▶ [The problem]
Only one stretch of the data is wanted: the line containing "In each <instance> block, prompts, where", the line containing "box: [220, 234, 270, 260]", and every line between them, copied exactly.
[[ Given entries, beginning ]]
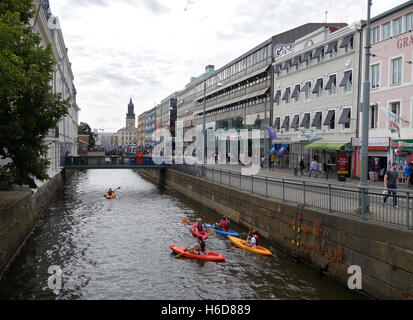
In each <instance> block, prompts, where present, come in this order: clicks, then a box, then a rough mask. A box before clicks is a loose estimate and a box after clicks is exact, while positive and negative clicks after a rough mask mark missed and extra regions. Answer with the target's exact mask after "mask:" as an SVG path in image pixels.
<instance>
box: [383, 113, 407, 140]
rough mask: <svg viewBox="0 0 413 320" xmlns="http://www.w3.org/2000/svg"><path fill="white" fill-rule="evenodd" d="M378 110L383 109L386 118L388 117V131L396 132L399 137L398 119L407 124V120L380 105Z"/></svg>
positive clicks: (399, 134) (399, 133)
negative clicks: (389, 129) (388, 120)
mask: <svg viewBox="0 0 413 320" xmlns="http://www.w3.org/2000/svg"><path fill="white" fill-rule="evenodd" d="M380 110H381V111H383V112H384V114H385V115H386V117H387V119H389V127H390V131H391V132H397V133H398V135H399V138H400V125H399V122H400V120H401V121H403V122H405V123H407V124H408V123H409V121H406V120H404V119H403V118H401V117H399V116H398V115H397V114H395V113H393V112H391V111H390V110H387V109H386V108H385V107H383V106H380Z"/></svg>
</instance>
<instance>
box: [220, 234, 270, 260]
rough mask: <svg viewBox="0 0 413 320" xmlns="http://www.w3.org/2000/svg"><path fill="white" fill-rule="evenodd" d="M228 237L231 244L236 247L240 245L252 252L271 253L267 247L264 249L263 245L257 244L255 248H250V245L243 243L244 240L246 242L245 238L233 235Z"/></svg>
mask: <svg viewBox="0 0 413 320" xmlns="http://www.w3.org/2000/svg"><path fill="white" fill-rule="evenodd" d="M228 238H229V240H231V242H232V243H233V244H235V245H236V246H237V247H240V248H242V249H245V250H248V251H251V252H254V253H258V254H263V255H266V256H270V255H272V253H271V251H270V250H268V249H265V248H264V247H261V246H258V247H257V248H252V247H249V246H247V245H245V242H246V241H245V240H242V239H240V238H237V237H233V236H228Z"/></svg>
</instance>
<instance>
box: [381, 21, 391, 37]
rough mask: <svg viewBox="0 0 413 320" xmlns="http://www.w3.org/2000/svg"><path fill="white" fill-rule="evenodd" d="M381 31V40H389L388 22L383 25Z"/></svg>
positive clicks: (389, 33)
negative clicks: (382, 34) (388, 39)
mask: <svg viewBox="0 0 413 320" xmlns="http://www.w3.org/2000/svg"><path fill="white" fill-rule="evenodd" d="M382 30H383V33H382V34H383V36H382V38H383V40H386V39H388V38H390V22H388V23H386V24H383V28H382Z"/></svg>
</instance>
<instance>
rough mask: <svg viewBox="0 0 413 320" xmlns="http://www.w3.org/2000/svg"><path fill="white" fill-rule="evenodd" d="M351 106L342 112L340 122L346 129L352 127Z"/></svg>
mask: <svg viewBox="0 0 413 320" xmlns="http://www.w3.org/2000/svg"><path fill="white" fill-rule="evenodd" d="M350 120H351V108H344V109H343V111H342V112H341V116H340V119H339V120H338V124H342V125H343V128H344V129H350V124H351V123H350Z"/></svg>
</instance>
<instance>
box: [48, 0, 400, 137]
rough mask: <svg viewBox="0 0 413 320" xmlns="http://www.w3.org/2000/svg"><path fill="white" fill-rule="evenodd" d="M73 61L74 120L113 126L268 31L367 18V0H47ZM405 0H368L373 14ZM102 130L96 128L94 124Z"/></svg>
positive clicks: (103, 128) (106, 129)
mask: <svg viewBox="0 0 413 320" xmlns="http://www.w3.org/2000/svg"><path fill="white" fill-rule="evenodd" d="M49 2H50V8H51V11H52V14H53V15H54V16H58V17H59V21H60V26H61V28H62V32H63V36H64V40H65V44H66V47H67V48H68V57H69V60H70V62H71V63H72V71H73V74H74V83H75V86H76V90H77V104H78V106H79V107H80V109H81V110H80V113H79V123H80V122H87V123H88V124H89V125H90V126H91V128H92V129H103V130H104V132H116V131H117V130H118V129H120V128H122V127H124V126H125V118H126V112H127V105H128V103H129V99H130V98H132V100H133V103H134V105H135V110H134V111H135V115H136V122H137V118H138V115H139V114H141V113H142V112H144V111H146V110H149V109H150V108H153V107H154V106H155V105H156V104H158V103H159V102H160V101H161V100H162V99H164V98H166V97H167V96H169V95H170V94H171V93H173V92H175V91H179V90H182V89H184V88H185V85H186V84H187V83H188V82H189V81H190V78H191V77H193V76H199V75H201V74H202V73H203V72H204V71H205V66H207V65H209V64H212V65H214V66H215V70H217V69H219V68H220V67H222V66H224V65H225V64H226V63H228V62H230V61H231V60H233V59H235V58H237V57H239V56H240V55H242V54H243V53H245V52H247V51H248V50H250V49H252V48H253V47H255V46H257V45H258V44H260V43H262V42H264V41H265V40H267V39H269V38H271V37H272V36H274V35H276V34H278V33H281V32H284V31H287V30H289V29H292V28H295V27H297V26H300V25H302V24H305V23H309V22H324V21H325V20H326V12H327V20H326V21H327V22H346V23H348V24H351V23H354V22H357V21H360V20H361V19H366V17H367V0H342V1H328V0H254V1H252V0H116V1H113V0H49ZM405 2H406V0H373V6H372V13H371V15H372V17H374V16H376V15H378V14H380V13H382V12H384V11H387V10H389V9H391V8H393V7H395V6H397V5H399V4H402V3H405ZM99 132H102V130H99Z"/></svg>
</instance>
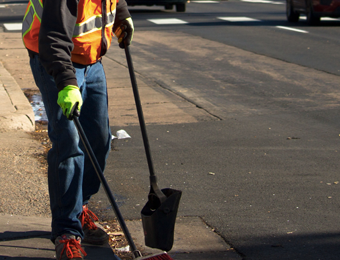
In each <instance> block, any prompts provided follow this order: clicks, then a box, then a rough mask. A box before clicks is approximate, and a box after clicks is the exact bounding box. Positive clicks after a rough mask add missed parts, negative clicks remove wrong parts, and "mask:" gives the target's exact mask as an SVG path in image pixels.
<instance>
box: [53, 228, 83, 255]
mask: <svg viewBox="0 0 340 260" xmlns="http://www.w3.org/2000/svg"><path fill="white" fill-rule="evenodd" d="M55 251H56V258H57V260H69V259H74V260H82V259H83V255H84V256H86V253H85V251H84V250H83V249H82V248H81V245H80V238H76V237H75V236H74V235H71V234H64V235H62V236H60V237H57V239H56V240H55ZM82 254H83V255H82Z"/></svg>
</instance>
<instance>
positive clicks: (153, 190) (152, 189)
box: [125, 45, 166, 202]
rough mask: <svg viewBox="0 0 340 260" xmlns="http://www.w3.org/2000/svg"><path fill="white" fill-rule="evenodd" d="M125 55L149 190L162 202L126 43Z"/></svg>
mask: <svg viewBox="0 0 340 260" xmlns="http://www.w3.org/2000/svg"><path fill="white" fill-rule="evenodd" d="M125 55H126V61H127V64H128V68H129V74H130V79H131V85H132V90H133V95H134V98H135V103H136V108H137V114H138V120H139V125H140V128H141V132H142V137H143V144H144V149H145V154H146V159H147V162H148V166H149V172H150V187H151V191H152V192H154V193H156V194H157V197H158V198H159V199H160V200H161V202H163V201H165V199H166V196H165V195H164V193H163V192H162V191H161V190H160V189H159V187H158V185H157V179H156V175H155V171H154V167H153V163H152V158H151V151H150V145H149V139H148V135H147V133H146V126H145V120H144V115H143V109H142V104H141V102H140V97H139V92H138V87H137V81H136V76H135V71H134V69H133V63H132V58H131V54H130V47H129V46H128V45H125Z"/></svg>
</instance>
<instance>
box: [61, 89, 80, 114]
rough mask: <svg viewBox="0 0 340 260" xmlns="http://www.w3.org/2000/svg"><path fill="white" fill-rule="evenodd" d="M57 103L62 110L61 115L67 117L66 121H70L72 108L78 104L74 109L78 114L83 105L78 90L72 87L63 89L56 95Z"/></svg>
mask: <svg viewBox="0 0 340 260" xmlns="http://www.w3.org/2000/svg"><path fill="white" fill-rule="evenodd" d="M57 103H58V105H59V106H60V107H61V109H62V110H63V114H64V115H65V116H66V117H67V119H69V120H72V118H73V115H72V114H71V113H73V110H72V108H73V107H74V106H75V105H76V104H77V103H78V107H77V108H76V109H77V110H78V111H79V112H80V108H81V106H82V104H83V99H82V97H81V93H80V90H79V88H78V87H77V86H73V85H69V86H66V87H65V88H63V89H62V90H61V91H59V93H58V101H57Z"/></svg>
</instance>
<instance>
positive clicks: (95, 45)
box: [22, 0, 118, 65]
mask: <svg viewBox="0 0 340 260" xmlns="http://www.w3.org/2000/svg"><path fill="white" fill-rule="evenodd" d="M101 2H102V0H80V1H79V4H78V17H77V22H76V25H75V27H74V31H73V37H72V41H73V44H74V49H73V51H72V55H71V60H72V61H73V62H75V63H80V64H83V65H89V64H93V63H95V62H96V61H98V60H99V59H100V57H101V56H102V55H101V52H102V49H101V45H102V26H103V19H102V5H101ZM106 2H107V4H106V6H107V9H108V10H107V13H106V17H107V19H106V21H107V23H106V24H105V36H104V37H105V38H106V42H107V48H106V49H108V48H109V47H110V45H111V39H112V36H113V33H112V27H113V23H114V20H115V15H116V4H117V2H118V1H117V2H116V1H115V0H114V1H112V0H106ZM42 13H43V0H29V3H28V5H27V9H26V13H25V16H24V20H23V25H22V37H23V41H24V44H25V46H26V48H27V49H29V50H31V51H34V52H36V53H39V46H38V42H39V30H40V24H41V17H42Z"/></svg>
[[ Given entries, end ]]
[[ Given entries, beginning ]]
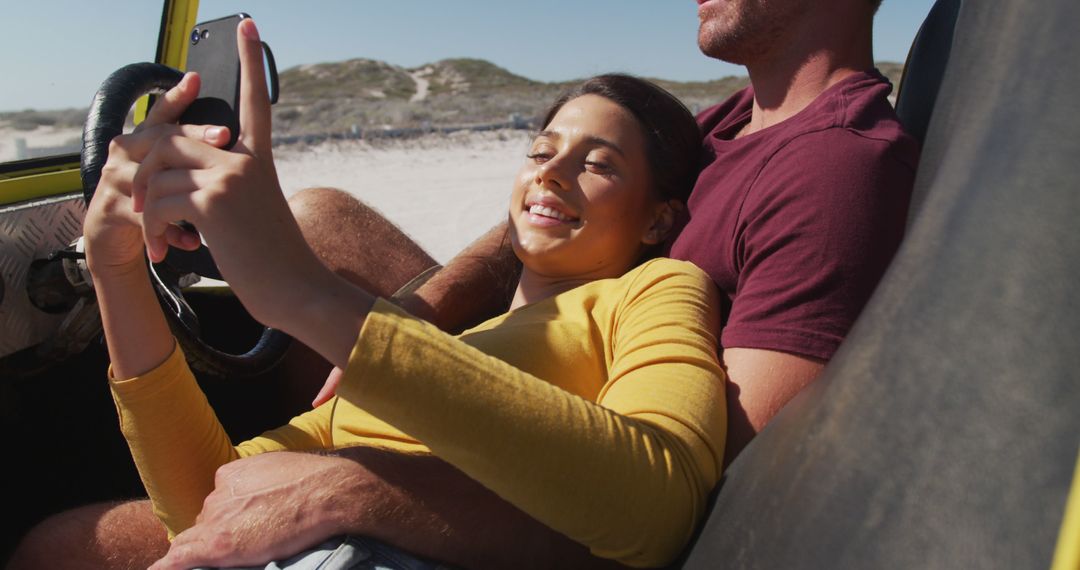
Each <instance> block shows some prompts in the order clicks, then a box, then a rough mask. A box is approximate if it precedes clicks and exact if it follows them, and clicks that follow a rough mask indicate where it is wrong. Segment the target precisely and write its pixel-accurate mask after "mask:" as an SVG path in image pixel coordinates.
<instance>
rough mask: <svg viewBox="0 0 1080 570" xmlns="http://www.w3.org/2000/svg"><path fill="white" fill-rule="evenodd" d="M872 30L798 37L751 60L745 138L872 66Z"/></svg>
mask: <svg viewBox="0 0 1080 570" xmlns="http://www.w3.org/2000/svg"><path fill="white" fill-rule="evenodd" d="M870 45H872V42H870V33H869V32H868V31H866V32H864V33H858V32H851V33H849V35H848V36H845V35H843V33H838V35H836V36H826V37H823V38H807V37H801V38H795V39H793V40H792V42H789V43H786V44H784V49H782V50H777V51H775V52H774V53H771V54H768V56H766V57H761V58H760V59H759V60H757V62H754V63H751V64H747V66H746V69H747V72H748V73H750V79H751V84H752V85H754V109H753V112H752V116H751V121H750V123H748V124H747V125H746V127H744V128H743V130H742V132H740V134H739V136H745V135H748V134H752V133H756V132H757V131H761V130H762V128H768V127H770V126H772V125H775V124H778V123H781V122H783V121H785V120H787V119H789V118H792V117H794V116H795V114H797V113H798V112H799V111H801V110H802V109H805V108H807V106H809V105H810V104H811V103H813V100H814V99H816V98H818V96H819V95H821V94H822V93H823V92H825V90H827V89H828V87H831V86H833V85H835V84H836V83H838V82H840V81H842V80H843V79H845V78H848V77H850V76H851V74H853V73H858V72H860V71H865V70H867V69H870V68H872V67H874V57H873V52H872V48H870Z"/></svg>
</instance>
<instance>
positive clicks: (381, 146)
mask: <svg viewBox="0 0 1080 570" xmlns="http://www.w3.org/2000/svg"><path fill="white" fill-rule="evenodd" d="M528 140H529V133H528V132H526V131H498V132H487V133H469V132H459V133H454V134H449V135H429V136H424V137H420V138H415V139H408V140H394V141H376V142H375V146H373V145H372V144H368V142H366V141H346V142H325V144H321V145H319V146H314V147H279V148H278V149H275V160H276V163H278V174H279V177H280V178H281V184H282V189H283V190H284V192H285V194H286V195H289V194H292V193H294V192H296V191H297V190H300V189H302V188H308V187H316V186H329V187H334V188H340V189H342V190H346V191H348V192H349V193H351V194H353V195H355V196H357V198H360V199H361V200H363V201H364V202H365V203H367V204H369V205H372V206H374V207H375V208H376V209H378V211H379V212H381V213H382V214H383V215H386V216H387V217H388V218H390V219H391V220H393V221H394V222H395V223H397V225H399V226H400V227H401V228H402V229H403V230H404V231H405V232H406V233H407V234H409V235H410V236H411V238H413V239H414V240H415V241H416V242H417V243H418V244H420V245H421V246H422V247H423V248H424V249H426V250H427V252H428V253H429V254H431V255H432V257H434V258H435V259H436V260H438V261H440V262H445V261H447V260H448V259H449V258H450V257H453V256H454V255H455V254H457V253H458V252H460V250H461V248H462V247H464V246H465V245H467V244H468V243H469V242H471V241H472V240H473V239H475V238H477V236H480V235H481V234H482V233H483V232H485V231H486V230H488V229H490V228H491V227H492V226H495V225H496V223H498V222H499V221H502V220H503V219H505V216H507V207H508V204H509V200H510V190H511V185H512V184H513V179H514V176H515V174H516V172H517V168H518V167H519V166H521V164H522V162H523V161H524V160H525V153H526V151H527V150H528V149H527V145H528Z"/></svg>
[[ Given entries, end ]]
▶ [Solved problem]
In each <instance> block, prompts, where present, come in this order: clicks, then a box, then a rough mask. A box before clicks is a loose estimate and a box after clicks is exact, while positive and negative clicks after a rough mask mark missed and extra regions. Answer with the target's exact mask after "mask:" as an SVG path in image pixels.
<instance>
box: [383, 113, 407, 140]
rough mask: <svg viewBox="0 0 413 320" xmlns="http://www.w3.org/2000/svg"><path fill="white" fill-rule="evenodd" d="M378 110L383 109L386 118L388 117V131L396 132L399 137L398 119L407 124V120L380 105Z"/></svg>
positive clicks: (399, 134) (399, 133)
negative clicks: (389, 129) (388, 120)
mask: <svg viewBox="0 0 413 320" xmlns="http://www.w3.org/2000/svg"><path fill="white" fill-rule="evenodd" d="M380 110H381V111H383V112H384V114H385V115H386V117H387V119H389V127H390V131H391V132H397V133H398V135H399V138H400V125H399V122H400V120H401V121H403V122H405V123H407V124H408V123H409V121H406V120H404V119H403V118H401V117H399V116H398V115H397V114H395V113H393V112H391V111H390V110H387V109H386V108H385V107H383V106H380Z"/></svg>
</instance>
<instance>
box: [220, 234, 270, 260]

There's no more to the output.